_Aim of the exercise_
Print every line from the start of the data, and when you reach the line with "[tag] pale blue sky", include it and stop. Pictures are not part of the copy.
___ Exercise data
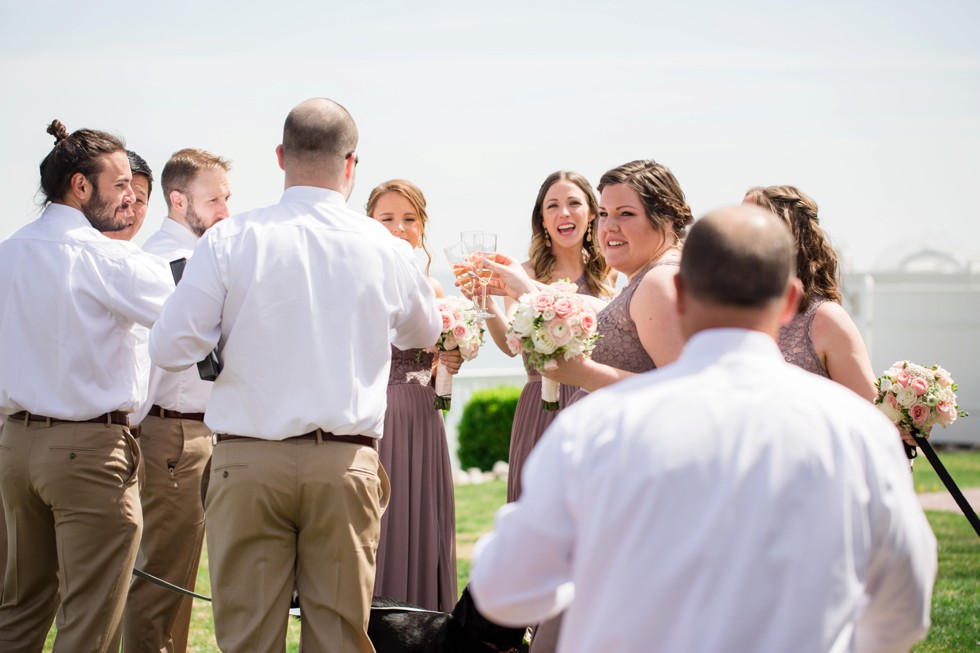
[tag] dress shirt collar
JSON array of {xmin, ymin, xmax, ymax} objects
[
  {"xmin": 683, "ymin": 328, "xmax": 784, "ymax": 363},
  {"xmin": 41, "ymin": 202, "xmax": 100, "ymax": 233},
  {"xmin": 281, "ymin": 185, "xmax": 348, "ymax": 206},
  {"xmin": 158, "ymin": 217, "xmax": 200, "ymax": 248}
]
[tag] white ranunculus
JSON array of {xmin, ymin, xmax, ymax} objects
[
  {"xmin": 878, "ymin": 402, "xmax": 903, "ymax": 424},
  {"xmin": 511, "ymin": 309, "xmax": 535, "ymax": 336}
]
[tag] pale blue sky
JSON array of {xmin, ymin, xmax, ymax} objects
[{"xmin": 2, "ymin": 0, "xmax": 979, "ymax": 271}]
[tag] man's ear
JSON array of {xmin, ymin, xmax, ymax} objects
[
  {"xmin": 275, "ymin": 144, "xmax": 285, "ymax": 171},
  {"xmin": 69, "ymin": 172, "xmax": 91, "ymax": 201},
  {"xmin": 169, "ymin": 189, "xmax": 186, "ymax": 214},
  {"xmin": 779, "ymin": 277, "xmax": 803, "ymax": 326}
]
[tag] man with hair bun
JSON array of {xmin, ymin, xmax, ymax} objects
[
  {"xmin": 105, "ymin": 149, "xmax": 155, "ymax": 242},
  {"xmin": 0, "ymin": 120, "xmax": 174, "ymax": 651},
  {"xmin": 120, "ymin": 148, "xmax": 231, "ymax": 653},
  {"xmin": 150, "ymin": 99, "xmax": 440, "ymax": 652},
  {"xmin": 471, "ymin": 205, "xmax": 937, "ymax": 653}
]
______
_Result of this exercise_
[tag] dress shirt collar
JSON array of {xmin, ymin, xmax, ymax} objects
[
  {"xmin": 683, "ymin": 328, "xmax": 784, "ymax": 363},
  {"xmin": 41, "ymin": 202, "xmax": 100, "ymax": 233},
  {"xmin": 281, "ymin": 185, "xmax": 348, "ymax": 206},
  {"xmin": 158, "ymin": 217, "xmax": 200, "ymax": 248}
]
[tag] white ranunculus
JSON array of {xmin, ymin, xmax, ymax} objects
[
  {"xmin": 878, "ymin": 402, "xmax": 903, "ymax": 424},
  {"xmin": 511, "ymin": 309, "xmax": 535, "ymax": 336}
]
[tag] pale blue sky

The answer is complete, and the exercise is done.